» **Aim of the exercise**: Reproduce the records below in their entirety, exactly as shown.

[Stored data]
------

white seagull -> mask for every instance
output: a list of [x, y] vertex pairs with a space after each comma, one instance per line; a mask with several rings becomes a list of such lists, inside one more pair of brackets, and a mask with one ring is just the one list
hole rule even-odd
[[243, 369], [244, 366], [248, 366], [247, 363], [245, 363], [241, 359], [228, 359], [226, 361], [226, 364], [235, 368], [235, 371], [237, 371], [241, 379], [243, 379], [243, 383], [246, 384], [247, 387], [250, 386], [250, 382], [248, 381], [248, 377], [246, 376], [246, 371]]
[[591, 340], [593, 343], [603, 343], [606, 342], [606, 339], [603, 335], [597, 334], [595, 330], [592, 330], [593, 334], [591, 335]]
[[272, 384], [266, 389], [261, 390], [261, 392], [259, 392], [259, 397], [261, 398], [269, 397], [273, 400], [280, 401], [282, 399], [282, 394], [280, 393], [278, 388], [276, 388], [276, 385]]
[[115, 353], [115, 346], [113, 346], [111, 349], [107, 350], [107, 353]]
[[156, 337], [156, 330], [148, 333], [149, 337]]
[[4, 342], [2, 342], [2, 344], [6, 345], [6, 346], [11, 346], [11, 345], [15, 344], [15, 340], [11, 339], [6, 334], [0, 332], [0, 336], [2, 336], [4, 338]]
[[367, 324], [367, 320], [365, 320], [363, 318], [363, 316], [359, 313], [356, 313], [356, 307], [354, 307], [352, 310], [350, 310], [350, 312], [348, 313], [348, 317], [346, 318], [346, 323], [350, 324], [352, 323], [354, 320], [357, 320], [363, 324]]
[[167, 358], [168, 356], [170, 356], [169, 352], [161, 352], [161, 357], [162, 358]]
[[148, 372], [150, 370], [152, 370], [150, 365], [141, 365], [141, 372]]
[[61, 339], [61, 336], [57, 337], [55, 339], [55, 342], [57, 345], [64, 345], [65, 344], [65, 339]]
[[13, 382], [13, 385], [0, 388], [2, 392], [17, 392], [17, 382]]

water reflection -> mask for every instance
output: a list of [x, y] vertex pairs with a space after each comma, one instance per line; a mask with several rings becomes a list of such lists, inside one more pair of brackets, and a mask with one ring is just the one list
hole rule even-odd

------

» **Solution**:
white seagull -> mask for every instance
output: a list of [x, y] vertex pairs with a space after each comma, one instance per line; a mask with several rings becomes a list of such lists, inside one more pair of brackets, and a mask with one ring is just the one list
hole rule even-odd
[[243, 369], [244, 366], [248, 366], [247, 363], [245, 363], [241, 359], [228, 359], [226, 361], [226, 364], [235, 368], [235, 371], [237, 371], [241, 379], [243, 379], [243, 383], [246, 384], [247, 387], [250, 386], [250, 382], [248, 381], [248, 377], [246, 376], [246, 371]]
[[591, 340], [593, 343], [603, 343], [606, 342], [606, 339], [603, 335], [597, 334], [595, 330], [592, 330], [593, 334], [591, 335]]
[[272, 384], [266, 389], [261, 390], [261, 392], [259, 392], [259, 397], [261, 398], [269, 397], [273, 400], [280, 401], [282, 399], [282, 394], [280, 393], [278, 388], [276, 388], [276, 385]]
[[115, 353], [115, 346], [113, 346], [111, 349], [107, 350], [107, 353]]
[[156, 337], [156, 330], [148, 333], [149, 337]]
[[4, 342], [2, 342], [2, 344], [6, 345], [6, 346], [11, 346], [11, 345], [15, 344], [15, 340], [11, 339], [6, 334], [0, 332], [0, 336], [2, 336], [4, 338]]
[[367, 324], [367, 320], [365, 320], [363, 318], [363, 316], [359, 313], [356, 313], [356, 307], [354, 307], [352, 310], [350, 310], [350, 312], [348, 313], [348, 317], [346, 318], [346, 323], [350, 324], [352, 323], [354, 320], [357, 320], [363, 324]]
[[167, 358], [168, 356], [170, 356], [169, 352], [161, 352], [161, 357], [162, 358]]
[[148, 372], [150, 370], [152, 370], [150, 365], [141, 365], [141, 372]]
[[61, 339], [61, 336], [57, 337], [55, 339], [55, 342], [57, 345], [64, 345], [65, 344], [65, 339]]
[[13, 382], [13, 385], [0, 388], [2, 392], [17, 392], [17, 382]]

water reflection -> mask for every instance
output: a list of [x, y] vertex pairs with a space after each comma, one instance per line; a mask with several rings becomes a list of such lists, inside one more pair of brackets, and a mask with one ring is just the one list
hole rule even-odd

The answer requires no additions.